* begin MATERIAL PROVIDED *
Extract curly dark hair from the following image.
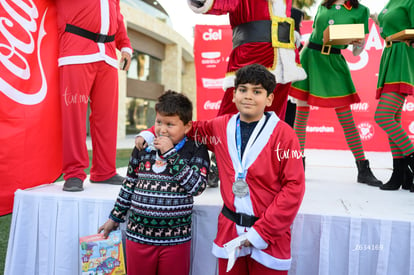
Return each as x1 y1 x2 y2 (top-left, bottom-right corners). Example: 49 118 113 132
321 0 359 9
234 64 276 95
155 90 193 124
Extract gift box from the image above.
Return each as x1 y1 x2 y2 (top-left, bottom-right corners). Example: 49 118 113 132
79 230 126 275
323 24 365 45
385 29 414 42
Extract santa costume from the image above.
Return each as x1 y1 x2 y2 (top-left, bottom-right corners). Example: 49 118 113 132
56 0 132 181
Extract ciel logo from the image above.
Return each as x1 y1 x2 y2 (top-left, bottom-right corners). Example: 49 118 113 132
203 29 223 41
408 121 414 134
358 122 374 141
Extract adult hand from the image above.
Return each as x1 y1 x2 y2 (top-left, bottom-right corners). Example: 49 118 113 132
98 219 119 239
154 136 174 154
369 13 379 26
119 52 131 71
135 136 148 151
351 39 365 56
190 0 206 8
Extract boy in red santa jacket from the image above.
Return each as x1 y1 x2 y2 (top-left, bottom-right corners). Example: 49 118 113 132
136 64 305 275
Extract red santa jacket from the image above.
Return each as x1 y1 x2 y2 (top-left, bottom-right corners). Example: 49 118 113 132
56 0 132 68
189 0 306 86
189 112 305 270
140 112 305 270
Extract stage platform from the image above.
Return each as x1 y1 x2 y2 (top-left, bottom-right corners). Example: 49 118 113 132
5 150 414 275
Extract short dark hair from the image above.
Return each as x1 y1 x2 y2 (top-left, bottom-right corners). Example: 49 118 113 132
155 90 193 124
234 64 276 95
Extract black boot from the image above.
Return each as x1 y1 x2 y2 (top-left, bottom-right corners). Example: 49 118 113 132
401 159 414 190
404 153 414 192
380 158 404 190
302 157 306 171
356 160 382 186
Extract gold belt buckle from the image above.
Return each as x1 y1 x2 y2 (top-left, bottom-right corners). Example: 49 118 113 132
321 45 332 55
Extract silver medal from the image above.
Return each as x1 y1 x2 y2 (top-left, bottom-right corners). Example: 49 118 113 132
233 179 249 198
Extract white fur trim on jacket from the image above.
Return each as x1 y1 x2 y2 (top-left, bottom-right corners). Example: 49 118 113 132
187 0 214 13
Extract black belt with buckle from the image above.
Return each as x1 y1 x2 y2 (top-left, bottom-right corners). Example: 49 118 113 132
65 24 115 43
221 205 259 227
385 40 401 48
307 42 341 55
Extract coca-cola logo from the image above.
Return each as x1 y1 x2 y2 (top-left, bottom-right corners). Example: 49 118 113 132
204 100 221 110
0 0 47 105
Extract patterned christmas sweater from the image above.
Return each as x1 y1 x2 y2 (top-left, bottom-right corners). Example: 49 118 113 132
109 140 210 245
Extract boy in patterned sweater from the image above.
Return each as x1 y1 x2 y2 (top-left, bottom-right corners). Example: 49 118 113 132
98 91 210 275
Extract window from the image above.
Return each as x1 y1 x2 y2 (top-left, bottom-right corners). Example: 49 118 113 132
127 50 161 84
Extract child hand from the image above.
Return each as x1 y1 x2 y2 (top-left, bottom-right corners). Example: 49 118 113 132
154 136 174 154
135 136 148 151
98 219 119 239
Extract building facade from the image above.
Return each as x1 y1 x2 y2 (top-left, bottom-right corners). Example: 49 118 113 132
118 0 196 139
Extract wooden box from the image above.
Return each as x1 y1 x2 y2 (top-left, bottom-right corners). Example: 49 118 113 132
323 24 365 45
385 29 414 42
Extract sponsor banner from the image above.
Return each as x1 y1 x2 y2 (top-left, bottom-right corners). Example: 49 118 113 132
194 19 414 152
0 0 62 215
194 25 232 120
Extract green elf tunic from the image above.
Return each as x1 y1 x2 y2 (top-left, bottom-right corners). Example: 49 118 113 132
290 4 369 108
376 0 414 98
* end MATERIAL PROVIDED *
WORK REQUIRED: Reproduce the material from the line that contains "Extract red santa" through the line that contains "187 0 214 13", replacing "jacket" with "coat" and leaving everything else unchanged.

REPLY TO THE TASK:
Extract red santa coat from the image above.
Return each as x1 y1 x2 y2 (top-left, bottom-right corners). Example: 49 118 113 132
56 0 132 68
189 0 306 86
189 112 305 270
140 112 305 270
Extract stage platform from the image above.
Return each as x1 y1 x2 y2 (top-left, bottom-right corners). Example: 49 118 113 132
5 150 414 275
Extract short dark hair from the image above.
Return each as x1 y1 x2 y2 (top-left, bottom-right corners). Example: 49 118 113 132
155 90 193 124
234 64 276 95
Extract black boot from the image above.
Return each as x1 y1 x2 y2 (top-left, bottom-right corners). Example: 49 118 113 132
401 159 414 190
404 153 414 192
380 158 404 190
302 157 306 171
356 160 382 186
Extract gold belt buckle from the image above.
Return each as x1 y1 x2 y2 (top-left, bottom-right corners). Example: 49 118 113 132
321 45 332 55
Extract silver medal from the image above.
Return each as x1 y1 x2 y2 (top-left, bottom-right corners). Example: 49 118 113 132
233 179 249 198
Extract white fur trim on coat from the image above.
Return each as x1 y1 x2 y2 (top-left, bottom-right corners). Example: 49 118 113 132
187 0 214 13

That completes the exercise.